Passage provided →
▼▼▼

The Transport Act 1968 (1968 c.73) was an Act of the Parliament of the United Kingdom. The main provisions made changes to the structure of nationally owned bus companies, created passenger transport authorities and executives to take over public transport in large conurbations.

National Bus Company
The Act formed, from 1 January 1969, the National Bus Company by merging the bus operating companies of the government-owned Transport Holding Company with those of the privately owned BET. NBC operated bus services throughout England and Wales outside of large cities, although independent operators still thrived in many rural areas.

Scottish Transport Group
The Scottish Transport Group was also formed at the beginning of 1969. It combined the state-owned Scottish Bus Group and Caledonian Steam Packet Company shipping line.

Passenger transport authorities and executives
The Act also allowed the formation of passenger transport authorities to co-ordinate and operate public transport in large conurbations. The authorities were to be made up of councilors from the various local authorities in the area, while the executives were to be the operators of public transport: for the most part taking over the existing local authority bus fleets.
Following consultation the following PTAs/PTEs were established under the Act:
West Midlands on 1 October 1969
SELNEC (South East Lancashire North East Cheshire) on 1 November 1969
Merseyside on 1 December 1969
Tyneside on 1 January 1970
Greater Glasgow on 1 June 1973 (also operated the Glasgow Subway)

Subsidies for socially necessary but unremunerative railways
Section 39 of the Act introduced the first government subsidies for railways which were unremunerative for British Rail but deemed socially necessary. Grants could be paid where three conditions were met: (i) the line was unremunerative, (ii) it is desirable for social or economic reasons for the passenger services to continue, and (iii) it is financially unreasonable to expect British Rail to provide those services without a grant.

▲▲▲

Directive 1 → Name every passenger transport authority/executive area that the article on the Transport Act 1968 says was established under the Act.
The records that follow have no connection to the article on the Transport Act 1968.

Data supplied →
▼▼▼

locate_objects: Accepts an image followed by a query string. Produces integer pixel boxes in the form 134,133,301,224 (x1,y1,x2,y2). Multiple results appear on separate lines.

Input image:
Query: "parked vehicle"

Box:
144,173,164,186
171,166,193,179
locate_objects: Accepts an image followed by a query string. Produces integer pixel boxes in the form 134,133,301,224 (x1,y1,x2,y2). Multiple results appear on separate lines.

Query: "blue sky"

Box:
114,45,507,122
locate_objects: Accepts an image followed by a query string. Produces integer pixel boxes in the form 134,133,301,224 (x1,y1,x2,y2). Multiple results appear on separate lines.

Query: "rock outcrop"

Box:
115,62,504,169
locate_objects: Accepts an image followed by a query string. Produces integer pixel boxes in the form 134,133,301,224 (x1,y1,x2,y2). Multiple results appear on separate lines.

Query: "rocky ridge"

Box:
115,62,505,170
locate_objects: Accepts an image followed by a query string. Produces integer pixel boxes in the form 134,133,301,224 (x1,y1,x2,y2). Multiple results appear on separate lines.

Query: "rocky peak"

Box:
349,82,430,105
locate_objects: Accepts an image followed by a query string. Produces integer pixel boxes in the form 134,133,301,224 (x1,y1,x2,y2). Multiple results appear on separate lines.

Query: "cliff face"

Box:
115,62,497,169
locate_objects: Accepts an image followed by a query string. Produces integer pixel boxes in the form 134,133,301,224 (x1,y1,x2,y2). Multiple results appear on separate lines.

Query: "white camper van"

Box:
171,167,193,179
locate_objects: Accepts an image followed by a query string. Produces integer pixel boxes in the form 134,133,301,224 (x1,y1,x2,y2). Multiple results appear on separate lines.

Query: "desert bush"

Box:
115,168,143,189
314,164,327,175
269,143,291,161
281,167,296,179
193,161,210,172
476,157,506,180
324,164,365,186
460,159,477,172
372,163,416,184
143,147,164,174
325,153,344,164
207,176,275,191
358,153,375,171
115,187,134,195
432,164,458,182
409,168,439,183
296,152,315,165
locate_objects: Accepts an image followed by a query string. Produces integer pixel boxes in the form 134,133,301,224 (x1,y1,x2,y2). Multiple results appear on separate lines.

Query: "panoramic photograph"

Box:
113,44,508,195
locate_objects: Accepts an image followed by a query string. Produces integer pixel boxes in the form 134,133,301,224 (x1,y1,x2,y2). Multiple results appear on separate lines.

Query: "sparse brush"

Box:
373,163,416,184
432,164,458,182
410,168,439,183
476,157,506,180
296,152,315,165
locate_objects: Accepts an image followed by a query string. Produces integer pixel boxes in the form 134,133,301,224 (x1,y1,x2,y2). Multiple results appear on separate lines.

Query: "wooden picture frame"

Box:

▲▲▲

Directive 2 → Reproduce the records word for word, everything from the start of the records down to the line containing "349,82,430,105", with both ends included.

Worked answer 1 →
West Midlands
SELNEC (South East Lancashire North East Cheshire)
Merseyside
Tyneside
Greater Glasgow

Worked answer 2 →
locate_objects: Accepts an image followed by a query string. Produces integer pixel boxes in the form 134,133,301,224 (x1,y1,x2,y2). Multiple results appear on separate lines.

Input image:
Query: "parked vehicle"

Box:
144,173,164,186
171,166,193,179
locate_objects: Accepts an image followed by a query string. Produces integer pixel boxes in the form 134,133,301,224 (x1,y1,x2,y2). Multiple results appear on separate lines.

Query: "blue sky"

Box:
114,45,507,122
locate_objects: Accepts an image followed by a query string. Produces integer pixel boxes in the form 134,133,301,224 (x1,y1,x2,y2). Multiple results appear on separate lines.

Query: "rock outcrop"

Box:
115,62,504,169
locate_objects: Accepts an image followed by a query string. Produces integer pixel boxes in the form 134,133,301,224 (x1,y1,x2,y2). Multiple results appear on separate lines.

Query: "rocky ridge"

Box:
115,62,505,170
locate_objects: Accepts an image followed by a query string. Produces integer pixel boxes in the form 134,133,301,224 (x1,y1,x2,y2). Multiple results appear on separate lines.

Query: "rocky peak"

Box:
349,82,430,105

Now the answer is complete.